- **Supplied text**:

You know what it’s like to have to fight every single day to get out of bed, to struggle to fulfill the most basic responsibilities, to feel your world shrinking smaller and smaller around you.

You know what it’s like to feel suicide creeping closer and closer, tempting you with the idea of such blessed rest and peace, until the only things holding you back are the pain of your friends and family and frankly, the effort it would actually take to kill yourself.

Most people who have suicidal ideation have one specific temptation for how they would go about it.

For me it was driving my car into the supports of an overpass on the freeway.

At one point my junior year I had to give my car keys to my roommate because I didn’t trust myself not to do it.

I know I’m not the only one who’s been there.

There are more people in this room who have been in that place than we probably realize, and for sure every single one of us knows someone who has.

When I crash landed there, I went to campus health, started working with a counselor and tried every anti-depressant on the market.

Nothing seemed to help.

I had one lifeline and I held on to it with all of my strength: the church.

I drove back to the city from my college town to every service offered at my home parish in Kansas City, not just Sunday morning but every feast day, any weekday service I could manage.

I went to the noon Eucharist on campus (I was the only student there with the priest and mostly retired faculty) and the Sunday night and weeknight campus ministry services.

I spent hours and hours in the chapel by myself begging God to help me, to save me from drowning, to teach me how to live like a normal person because I somehow couldn’t be a regular carefree college kid.

And of course all this churchgoing made me super popular in the dorms.

It didn’t take many iterations of my turning down a trip to the bars for a few hours in the chapel to shrink my circle of friends to pretty small.

The strange and amazing thing about it all as I look back is that it is in this atmosphere of complete poverty of the self, of lostness and despair and abject pain, that my vocation was born.

And it came to life in the words of this psalm.

“How dear to me is your dwelling, O LORD of hosts! My soul has a desire and longing for the courts of the LORD; my heart and my flesh rejoice in the living God. The sparrow has found her a house and the swallow a nest where she may lay her young; by the side of your altars, O LORD of hosts, my King and my God.”

These words resonated in me like no scripture had before.

I was the sparrow, and I had found my home by the altars of God.

I started to know, even in the deepest self-doubt, that God had something for me to do, and that something was to devote myself to God’s people and God’s house in every possible way.

- **Material**:
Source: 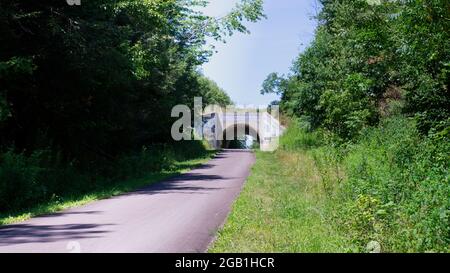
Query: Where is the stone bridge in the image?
[195,109,284,151]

- **What you will do**:
Answer these questions about the passage on finding a vocation:
(a) What does the passage name as the speaker's one lifeline?
(b) In which city was the speaker's home parish?
(c) In the quoted psalm, what did the swallow find?

- **Written solution**:
(a) The church.
(b) Kansas City.
(c) A nest where she may lay her young.